[Begin MATERIAL PROVIDED]

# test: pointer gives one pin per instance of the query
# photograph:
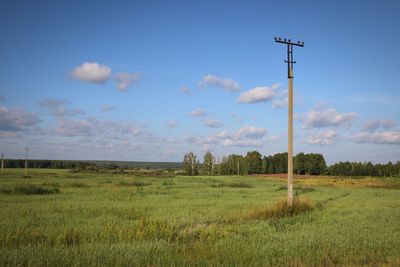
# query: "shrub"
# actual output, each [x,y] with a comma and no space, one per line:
[135,183]
[31,189]
[78,185]
[282,209]
[233,185]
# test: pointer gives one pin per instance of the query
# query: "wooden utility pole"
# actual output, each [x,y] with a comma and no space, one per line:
[290,63]
[26,160]
[2,162]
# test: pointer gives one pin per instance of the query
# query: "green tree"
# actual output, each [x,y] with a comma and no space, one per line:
[254,162]
[208,163]
[191,164]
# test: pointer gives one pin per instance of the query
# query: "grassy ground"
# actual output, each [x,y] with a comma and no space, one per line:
[114,219]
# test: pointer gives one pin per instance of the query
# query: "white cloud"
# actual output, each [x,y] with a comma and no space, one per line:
[223,82]
[388,137]
[213,123]
[59,108]
[256,95]
[185,90]
[107,108]
[91,126]
[320,118]
[242,143]
[92,72]
[250,132]
[124,80]
[280,103]
[325,137]
[16,119]
[374,125]
[245,136]
[198,113]
[172,124]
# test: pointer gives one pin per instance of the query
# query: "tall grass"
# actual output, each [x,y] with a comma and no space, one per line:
[186,221]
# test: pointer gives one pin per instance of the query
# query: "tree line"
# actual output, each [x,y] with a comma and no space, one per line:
[303,164]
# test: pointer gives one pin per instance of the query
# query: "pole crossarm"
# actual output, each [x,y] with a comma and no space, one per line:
[290,45]
[290,63]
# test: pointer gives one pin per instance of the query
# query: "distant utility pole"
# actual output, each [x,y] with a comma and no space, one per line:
[2,162]
[26,160]
[290,63]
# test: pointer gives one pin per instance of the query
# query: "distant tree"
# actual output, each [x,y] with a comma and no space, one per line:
[191,164]
[208,163]
[233,165]
[254,162]
[300,163]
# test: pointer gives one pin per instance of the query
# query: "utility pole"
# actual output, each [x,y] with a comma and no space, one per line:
[26,160]
[290,63]
[2,162]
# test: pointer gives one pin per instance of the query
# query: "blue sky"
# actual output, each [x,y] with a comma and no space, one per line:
[151,80]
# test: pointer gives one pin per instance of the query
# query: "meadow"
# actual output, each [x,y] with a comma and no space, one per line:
[62,218]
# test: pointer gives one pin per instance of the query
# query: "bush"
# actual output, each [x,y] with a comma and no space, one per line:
[282,209]
[135,183]
[30,189]
[233,185]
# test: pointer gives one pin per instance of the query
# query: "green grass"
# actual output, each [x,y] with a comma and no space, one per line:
[119,220]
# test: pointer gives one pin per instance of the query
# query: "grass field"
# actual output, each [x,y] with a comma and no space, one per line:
[58,218]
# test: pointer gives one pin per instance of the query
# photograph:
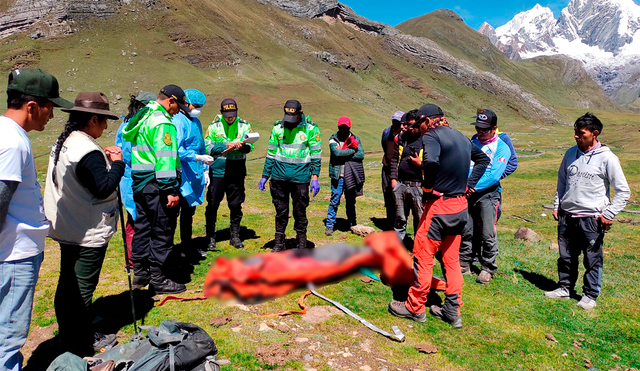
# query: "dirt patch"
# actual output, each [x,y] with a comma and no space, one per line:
[320,314]
[219,321]
[426,348]
[277,354]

[End MATERIAL PROVIDED]

*YOUR GOAL*. All the records need to be repeated exactly, with the images dropped.

*TASK OUTPUT*.
# test: pointer gives one pin per instance of the query
# photograph:
# query: "shrub"
# actual output, each [x,y] with a comma and no space, one per line:
[135,183]
[31,189]
[78,185]
[282,209]
[233,185]
# test: pointer gives one pin per instance of the query
# query: "wooden utility pole"
# actual output, each [x,y] with a comma and no space, one per line:
[290,63]
[26,160]
[2,162]
# test: pointer gives one pin per instance of the query
# query: "green tree"
# actual output, each [x,y] with a comma and no space, one per line:
[254,162]
[208,163]
[191,164]
# test: pointer gives one pin per instance of the query
# query: "grassy ground"
# actual output, each [x,y] with a comma and no space, one per line:
[114,219]
# test: pointer gives one pin per instance of the query
# query: "white cloud"
# actual output, each [x,y] with a comma and no space, one per line:
[223,82]
[388,137]
[213,123]
[59,108]
[256,95]
[185,90]
[107,108]
[91,126]
[320,118]
[242,143]
[92,72]
[250,132]
[124,80]
[280,103]
[325,137]
[16,119]
[374,125]
[245,136]
[198,113]
[172,124]
# test: pointer gives one pin per instance of the query
# query: "tall grass"
# actual output, each [x,y] with a comma and no space, one per line:
[186,221]
# test: pointer gives one pin per instance of the query
# query: "tree line"
# actual output, each [x,y] with a comma and no space, one per line:
[303,164]
# test: pointer gives one pin per instance of the query
# query: "pole crossarm"
# actual output, each [x,y] with a comma and no space, one per line:
[290,45]
[290,63]
# test: pointer gives one pin per instance of the query
# query: "distant utility pole"
# actual output, each [x,y] with a comma and no space, one per line:
[2,162]
[26,160]
[290,63]
# test: pointer gives one pin per instance of the query
# query: "distant tree"
# actual output, each [x,y] with a comma and no space, one per line:
[191,164]
[208,163]
[233,165]
[254,162]
[300,163]
# test: pointer gives one pin per instance of the query
# query: "utility pole"
# actual output, each [x,y] with a comma and no space, one per line:
[26,160]
[290,63]
[2,162]
# test: pointer gives one pin per instance of the query
# query: "blue sky"
# actual output, each [x,y] with a comma and no space, one per line:
[151,80]
# test: pointer gives one pin per instance of the query
# query: "meadow"
# actual output, each [x,y] with a comma and no space, one per line:
[62,218]
# test: pointer gives one pin per instance of the query
# query: "bush"
# actual output, each [x,y] with a comma and no space, one per line:
[282,209]
[135,183]
[30,189]
[233,185]
# test: pointer gives one pin per instance of the query
# query: "green grass"
# actual output, each [x,y] with a comma and no space, one per line:
[119,220]
# test: pointer gives one pin per instance of the query
# query: "grass field"
# actual output, each [x,y] with a comma and no space, one per line:
[58,218]
# test: pointer gives one pin per instance of the query
# photograph:
# query: "dirt patch"
# actual output, each [x,y] with a comma and no space, one per line:
[320,314]
[219,321]
[426,348]
[277,354]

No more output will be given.